▶ [Do this] Return each line from the items below that contains the word "roof". Case counts.

_ _ _ _ _ _ _

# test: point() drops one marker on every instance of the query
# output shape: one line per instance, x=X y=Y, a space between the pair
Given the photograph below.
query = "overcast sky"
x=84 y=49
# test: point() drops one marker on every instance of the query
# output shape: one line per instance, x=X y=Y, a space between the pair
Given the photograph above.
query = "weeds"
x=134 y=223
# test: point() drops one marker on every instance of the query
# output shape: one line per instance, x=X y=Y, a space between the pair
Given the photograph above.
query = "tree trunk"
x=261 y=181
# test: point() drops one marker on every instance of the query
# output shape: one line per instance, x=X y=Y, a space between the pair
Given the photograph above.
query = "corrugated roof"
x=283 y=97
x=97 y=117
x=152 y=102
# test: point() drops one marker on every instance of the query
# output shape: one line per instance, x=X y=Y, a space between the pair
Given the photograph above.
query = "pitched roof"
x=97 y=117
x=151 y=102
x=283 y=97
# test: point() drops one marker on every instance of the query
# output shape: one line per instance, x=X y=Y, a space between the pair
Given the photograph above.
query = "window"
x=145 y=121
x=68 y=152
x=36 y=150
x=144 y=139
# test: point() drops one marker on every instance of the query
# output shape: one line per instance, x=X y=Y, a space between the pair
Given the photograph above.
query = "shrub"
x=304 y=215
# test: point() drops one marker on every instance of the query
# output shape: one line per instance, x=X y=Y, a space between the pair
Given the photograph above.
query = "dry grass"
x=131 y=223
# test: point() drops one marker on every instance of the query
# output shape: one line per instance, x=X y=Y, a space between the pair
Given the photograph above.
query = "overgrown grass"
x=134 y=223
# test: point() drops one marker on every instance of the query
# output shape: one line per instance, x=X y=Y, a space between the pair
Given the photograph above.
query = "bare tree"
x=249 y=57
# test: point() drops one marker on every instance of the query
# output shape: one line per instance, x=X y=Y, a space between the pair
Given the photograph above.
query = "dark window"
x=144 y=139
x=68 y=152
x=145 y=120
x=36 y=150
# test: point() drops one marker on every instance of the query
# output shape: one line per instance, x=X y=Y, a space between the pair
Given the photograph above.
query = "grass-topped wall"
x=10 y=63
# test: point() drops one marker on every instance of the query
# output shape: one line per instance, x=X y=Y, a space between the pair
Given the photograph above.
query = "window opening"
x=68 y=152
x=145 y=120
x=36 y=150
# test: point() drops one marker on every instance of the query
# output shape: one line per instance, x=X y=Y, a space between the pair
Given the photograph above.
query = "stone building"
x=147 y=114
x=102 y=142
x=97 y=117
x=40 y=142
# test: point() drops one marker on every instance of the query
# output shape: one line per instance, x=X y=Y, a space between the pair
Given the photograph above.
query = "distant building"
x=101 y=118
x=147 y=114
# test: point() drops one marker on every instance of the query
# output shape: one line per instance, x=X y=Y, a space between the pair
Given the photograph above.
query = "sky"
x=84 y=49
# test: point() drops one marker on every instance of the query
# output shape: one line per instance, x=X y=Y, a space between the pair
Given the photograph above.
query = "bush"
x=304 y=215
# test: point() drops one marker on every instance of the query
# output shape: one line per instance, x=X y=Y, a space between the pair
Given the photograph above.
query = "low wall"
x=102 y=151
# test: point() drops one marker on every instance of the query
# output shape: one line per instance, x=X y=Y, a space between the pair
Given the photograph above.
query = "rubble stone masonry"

_ _ _ _ _ _ _

▶ [Result for this task]
query = "corrugated roof"
query = "pitched roof"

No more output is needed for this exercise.